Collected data
* * * * *
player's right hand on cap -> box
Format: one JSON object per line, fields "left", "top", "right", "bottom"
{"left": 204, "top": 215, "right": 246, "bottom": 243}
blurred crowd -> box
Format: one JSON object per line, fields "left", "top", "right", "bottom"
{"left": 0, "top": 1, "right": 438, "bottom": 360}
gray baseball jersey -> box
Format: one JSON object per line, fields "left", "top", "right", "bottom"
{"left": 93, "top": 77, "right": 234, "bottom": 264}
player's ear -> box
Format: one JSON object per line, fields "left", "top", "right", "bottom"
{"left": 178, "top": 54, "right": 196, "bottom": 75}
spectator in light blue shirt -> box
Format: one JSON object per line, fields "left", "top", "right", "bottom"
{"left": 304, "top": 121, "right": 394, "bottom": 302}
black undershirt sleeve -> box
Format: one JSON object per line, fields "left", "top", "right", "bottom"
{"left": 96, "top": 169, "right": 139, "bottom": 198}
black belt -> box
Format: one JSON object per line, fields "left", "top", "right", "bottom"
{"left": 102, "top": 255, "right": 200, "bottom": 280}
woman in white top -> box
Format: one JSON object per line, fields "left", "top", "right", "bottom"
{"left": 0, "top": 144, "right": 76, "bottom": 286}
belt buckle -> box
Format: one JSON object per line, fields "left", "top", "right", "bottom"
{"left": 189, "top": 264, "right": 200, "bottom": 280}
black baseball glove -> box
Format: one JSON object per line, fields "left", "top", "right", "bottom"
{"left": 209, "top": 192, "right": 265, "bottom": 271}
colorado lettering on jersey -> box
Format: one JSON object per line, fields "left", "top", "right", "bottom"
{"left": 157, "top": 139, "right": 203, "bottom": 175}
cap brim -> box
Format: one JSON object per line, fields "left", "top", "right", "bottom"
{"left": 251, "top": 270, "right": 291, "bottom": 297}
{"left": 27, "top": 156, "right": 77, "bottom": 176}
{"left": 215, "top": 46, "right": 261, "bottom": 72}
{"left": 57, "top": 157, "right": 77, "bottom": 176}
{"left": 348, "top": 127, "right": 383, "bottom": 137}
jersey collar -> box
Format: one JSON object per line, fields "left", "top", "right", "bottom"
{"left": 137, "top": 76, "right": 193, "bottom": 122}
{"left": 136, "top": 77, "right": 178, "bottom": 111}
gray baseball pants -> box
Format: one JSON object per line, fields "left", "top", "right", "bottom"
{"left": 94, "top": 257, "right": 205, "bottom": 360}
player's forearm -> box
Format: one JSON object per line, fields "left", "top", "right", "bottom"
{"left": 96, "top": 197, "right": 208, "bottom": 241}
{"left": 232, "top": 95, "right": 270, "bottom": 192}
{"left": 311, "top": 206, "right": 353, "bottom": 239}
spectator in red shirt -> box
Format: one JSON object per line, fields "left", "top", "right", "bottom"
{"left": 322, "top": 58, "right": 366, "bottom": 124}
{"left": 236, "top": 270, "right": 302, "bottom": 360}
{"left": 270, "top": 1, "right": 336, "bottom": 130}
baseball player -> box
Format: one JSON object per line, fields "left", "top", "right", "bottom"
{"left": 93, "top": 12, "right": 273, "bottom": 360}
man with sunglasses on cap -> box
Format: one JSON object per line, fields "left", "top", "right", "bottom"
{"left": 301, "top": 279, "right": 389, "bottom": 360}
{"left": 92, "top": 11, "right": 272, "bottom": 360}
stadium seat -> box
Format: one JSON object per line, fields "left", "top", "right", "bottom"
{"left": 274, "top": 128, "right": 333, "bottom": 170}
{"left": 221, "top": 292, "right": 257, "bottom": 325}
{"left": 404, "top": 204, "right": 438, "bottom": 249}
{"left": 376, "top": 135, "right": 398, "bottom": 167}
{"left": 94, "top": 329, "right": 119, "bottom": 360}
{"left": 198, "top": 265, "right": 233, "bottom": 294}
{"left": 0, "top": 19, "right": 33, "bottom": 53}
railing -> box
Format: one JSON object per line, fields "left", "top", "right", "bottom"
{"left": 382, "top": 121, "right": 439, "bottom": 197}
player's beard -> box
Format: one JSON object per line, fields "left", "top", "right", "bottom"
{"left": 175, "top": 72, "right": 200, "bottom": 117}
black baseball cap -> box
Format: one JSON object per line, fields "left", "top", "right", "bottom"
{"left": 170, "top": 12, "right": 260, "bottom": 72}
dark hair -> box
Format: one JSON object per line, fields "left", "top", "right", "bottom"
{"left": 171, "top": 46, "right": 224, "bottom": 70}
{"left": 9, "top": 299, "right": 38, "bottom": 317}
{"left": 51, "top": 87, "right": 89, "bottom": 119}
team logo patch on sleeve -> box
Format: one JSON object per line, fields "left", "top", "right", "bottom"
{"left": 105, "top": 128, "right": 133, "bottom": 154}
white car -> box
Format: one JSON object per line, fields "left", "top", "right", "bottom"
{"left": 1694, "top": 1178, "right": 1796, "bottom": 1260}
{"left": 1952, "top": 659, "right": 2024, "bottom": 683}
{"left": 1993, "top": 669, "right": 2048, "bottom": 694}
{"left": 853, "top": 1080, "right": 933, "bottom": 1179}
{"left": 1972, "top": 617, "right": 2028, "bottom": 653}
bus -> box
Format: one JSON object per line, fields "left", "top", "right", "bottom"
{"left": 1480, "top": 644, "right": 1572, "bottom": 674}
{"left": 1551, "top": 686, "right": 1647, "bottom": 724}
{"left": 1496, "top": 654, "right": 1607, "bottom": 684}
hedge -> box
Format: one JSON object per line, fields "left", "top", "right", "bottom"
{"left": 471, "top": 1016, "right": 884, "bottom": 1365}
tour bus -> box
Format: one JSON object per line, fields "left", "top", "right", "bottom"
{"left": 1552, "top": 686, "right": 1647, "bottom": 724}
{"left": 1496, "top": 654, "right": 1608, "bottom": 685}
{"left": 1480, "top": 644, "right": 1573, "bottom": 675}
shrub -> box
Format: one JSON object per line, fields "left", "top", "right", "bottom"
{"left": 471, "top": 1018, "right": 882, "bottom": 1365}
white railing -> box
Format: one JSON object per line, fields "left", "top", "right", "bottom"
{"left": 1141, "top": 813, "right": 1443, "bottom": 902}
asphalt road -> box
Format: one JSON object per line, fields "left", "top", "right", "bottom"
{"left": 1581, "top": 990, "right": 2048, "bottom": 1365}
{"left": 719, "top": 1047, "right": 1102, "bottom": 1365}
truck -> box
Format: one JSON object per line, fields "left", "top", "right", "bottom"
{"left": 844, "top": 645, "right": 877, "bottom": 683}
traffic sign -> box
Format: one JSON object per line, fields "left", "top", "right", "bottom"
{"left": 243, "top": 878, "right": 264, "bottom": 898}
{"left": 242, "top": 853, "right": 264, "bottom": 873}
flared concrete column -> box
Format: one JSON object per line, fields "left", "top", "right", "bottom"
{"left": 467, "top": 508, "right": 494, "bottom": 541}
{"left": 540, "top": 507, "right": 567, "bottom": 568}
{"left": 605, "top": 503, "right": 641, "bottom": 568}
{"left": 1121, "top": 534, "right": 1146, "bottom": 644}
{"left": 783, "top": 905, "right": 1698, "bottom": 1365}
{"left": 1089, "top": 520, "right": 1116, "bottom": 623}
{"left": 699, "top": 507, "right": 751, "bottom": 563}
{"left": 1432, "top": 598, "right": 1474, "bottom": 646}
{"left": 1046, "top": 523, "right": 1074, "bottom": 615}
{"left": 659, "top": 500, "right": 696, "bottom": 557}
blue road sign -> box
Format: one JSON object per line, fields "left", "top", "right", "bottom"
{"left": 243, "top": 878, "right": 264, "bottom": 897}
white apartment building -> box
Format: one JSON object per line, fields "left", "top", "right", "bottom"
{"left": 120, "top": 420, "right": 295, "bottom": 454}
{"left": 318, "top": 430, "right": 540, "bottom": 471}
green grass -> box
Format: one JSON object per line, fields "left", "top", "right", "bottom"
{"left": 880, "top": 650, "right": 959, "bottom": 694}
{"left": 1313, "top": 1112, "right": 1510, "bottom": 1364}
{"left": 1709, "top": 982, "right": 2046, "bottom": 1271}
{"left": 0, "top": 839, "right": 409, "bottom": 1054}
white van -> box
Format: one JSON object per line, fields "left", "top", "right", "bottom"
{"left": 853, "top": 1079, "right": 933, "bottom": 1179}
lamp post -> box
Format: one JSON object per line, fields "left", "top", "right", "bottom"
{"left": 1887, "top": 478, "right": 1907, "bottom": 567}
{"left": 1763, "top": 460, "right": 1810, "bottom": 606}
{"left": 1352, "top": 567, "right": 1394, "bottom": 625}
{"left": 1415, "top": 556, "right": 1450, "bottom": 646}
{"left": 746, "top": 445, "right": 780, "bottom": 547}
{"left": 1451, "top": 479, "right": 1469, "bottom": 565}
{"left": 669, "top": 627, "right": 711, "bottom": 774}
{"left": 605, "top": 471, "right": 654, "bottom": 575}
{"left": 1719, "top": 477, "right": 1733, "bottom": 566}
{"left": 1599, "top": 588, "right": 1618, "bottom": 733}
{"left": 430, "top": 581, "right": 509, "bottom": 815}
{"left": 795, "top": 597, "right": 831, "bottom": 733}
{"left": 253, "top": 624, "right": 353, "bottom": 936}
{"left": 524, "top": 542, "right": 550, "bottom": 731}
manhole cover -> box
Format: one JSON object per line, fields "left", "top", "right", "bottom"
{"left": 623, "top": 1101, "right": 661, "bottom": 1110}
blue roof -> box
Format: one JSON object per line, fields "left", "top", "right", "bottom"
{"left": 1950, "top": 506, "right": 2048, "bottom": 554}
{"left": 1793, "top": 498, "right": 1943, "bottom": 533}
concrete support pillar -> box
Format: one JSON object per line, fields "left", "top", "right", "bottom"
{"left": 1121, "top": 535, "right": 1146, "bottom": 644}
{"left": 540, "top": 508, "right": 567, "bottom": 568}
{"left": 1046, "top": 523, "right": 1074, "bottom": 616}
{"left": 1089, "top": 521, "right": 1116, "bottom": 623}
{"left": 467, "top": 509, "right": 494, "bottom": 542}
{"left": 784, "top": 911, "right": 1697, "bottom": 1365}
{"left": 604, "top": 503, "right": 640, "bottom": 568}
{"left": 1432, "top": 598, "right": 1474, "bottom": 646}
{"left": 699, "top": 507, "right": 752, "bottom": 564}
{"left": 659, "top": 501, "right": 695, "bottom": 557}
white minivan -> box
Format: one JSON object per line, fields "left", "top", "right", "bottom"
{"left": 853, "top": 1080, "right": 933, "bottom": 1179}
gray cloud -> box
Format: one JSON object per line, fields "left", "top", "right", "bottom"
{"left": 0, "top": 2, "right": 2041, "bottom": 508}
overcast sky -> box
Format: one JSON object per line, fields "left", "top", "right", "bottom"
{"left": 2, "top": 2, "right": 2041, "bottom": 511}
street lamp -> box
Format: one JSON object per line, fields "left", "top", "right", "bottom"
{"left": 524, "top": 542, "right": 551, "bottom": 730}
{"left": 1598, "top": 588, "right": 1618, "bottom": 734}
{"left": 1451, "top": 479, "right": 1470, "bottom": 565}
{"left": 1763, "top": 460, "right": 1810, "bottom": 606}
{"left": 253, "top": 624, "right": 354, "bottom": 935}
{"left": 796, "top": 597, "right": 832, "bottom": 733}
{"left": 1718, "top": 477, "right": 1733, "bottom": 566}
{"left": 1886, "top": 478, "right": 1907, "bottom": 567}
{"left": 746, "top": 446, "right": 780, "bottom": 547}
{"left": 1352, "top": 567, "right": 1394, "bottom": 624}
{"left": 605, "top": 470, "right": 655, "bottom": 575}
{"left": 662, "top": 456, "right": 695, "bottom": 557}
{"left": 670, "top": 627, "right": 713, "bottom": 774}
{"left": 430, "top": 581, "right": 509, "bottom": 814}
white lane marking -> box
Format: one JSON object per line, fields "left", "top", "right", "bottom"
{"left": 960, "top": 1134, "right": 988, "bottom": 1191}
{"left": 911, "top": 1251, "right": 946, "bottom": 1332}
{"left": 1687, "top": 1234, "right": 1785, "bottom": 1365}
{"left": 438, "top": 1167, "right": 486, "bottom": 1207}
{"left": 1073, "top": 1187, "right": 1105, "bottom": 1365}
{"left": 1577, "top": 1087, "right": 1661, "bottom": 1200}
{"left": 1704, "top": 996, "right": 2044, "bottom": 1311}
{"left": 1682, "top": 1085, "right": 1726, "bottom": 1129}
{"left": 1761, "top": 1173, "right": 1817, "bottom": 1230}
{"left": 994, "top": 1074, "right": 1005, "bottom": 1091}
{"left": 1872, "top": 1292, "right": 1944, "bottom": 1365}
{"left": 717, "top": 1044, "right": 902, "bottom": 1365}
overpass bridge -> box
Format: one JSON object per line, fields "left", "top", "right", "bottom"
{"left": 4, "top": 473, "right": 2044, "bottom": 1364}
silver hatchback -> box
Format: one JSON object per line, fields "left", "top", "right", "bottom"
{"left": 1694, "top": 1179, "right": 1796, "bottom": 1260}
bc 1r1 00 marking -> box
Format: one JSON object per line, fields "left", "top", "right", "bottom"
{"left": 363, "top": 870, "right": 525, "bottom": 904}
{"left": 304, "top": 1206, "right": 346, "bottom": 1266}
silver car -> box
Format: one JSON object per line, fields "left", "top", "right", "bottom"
* * * * *
Among the lines of the records, copy out each one that contains the word "silver".

#### [Answer box]
silver hatchback -> box
silver car -> box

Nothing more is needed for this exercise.